- _WHAT TO WORK ON_: Pull out each line of the listing below that contains the word "cabinet". Case counts, so a match must have the same capitalization.

- _DATASET ENTRIES_:
========

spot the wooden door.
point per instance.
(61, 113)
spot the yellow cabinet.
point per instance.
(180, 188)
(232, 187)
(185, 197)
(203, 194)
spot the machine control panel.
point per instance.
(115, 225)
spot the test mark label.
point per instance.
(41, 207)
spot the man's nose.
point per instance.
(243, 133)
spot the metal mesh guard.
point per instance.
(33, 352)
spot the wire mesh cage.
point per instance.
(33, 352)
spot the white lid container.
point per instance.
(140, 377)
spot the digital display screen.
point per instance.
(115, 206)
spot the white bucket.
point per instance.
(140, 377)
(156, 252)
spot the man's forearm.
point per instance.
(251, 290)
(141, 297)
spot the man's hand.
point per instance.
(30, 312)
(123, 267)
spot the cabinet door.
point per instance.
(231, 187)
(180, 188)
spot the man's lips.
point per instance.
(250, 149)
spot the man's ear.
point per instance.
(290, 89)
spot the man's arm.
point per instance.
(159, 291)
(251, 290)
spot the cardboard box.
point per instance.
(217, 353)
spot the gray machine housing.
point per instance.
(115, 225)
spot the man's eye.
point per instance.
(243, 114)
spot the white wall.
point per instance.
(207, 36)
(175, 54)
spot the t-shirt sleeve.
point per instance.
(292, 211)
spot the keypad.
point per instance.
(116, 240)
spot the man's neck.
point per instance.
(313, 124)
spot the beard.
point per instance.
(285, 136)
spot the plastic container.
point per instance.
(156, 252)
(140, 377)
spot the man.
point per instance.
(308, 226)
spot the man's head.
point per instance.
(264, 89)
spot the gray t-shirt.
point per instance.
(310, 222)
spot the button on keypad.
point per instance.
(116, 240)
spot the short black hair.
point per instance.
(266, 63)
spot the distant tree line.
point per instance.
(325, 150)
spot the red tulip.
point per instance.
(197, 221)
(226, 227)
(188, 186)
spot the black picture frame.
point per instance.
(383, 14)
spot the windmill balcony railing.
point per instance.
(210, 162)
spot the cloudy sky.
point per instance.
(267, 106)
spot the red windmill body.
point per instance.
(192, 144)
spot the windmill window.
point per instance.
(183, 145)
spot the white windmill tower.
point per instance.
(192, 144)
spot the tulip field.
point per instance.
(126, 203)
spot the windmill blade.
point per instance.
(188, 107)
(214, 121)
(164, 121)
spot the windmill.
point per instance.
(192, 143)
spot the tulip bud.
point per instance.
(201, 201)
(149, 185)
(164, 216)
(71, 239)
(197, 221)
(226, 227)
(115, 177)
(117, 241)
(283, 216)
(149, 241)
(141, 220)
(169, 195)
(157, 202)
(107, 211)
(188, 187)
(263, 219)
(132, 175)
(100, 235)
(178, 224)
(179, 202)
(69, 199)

========

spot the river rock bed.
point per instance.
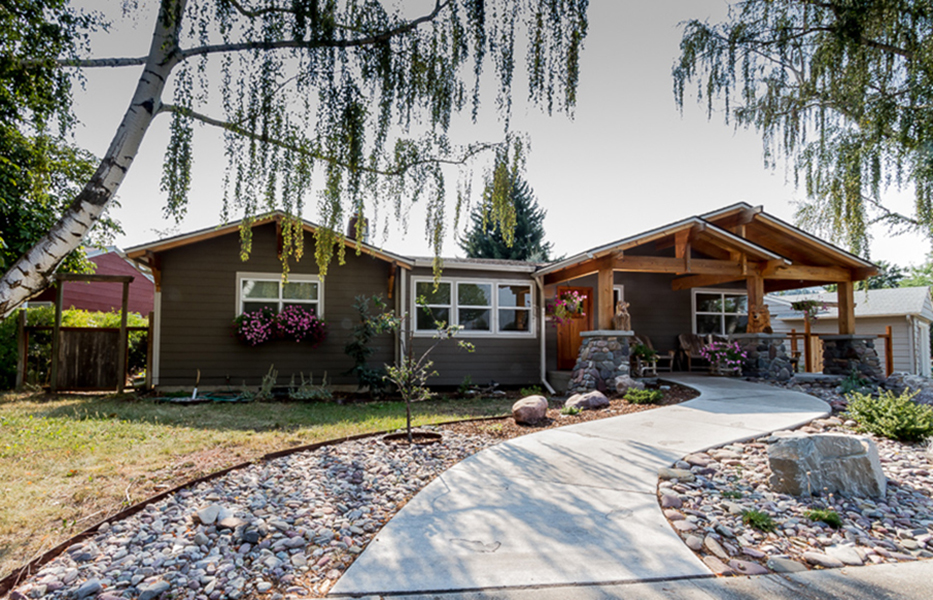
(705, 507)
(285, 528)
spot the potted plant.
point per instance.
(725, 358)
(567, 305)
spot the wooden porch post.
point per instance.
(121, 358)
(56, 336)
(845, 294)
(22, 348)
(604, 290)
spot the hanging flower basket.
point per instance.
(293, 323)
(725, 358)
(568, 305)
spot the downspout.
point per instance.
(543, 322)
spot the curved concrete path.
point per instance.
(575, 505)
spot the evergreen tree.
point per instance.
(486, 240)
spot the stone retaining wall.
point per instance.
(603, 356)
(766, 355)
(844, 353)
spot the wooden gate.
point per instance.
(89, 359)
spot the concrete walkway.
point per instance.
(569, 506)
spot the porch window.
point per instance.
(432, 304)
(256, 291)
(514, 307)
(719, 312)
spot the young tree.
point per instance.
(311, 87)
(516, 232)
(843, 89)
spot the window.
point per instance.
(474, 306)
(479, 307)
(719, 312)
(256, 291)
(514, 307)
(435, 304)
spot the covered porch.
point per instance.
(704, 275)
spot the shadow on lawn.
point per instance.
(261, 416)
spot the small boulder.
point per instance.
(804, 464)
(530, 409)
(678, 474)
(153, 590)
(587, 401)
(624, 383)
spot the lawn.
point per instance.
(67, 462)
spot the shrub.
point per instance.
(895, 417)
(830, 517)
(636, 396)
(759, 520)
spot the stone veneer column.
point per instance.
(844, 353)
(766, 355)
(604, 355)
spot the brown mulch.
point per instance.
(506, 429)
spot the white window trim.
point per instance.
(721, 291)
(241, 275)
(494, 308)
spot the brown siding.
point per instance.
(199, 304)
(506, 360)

========

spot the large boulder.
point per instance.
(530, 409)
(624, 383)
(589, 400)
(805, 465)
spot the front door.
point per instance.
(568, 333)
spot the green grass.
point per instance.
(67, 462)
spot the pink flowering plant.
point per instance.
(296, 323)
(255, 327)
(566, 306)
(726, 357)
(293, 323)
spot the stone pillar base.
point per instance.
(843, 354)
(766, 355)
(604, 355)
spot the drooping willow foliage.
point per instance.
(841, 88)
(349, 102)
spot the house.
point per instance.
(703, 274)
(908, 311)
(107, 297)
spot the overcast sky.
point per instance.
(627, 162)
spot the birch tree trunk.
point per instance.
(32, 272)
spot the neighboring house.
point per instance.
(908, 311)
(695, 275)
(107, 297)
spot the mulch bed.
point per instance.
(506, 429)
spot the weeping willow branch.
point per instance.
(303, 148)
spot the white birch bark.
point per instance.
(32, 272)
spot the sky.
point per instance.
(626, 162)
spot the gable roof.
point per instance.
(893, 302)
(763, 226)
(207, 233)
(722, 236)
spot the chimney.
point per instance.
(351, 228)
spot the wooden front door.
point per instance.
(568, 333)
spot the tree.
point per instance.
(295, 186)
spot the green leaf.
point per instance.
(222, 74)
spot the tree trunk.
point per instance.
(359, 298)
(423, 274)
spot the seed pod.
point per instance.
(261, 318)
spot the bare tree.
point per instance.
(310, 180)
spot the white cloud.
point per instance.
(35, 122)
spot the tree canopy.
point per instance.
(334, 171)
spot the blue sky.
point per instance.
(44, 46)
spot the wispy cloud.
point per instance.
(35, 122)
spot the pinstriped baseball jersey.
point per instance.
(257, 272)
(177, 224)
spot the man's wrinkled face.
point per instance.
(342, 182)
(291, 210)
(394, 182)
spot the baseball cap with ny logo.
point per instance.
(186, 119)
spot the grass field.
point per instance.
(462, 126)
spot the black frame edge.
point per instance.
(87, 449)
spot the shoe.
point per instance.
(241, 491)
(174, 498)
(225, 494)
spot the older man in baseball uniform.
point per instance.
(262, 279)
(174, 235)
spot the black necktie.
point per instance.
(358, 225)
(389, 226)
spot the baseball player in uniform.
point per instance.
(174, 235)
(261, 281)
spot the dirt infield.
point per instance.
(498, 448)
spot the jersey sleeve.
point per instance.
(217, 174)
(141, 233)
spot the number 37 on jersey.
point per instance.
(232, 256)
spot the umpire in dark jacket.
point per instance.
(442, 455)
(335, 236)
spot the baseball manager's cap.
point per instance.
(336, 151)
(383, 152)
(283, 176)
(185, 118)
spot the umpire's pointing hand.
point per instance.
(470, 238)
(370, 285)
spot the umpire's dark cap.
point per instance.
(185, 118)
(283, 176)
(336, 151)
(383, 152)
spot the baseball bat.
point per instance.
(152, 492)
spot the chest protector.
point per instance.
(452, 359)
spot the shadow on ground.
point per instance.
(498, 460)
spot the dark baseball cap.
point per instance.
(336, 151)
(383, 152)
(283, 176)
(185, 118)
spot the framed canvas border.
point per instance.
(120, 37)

========

- _EXERCISE RESPONSE_:
spot the yellow cabinet.
spot the cabinet door.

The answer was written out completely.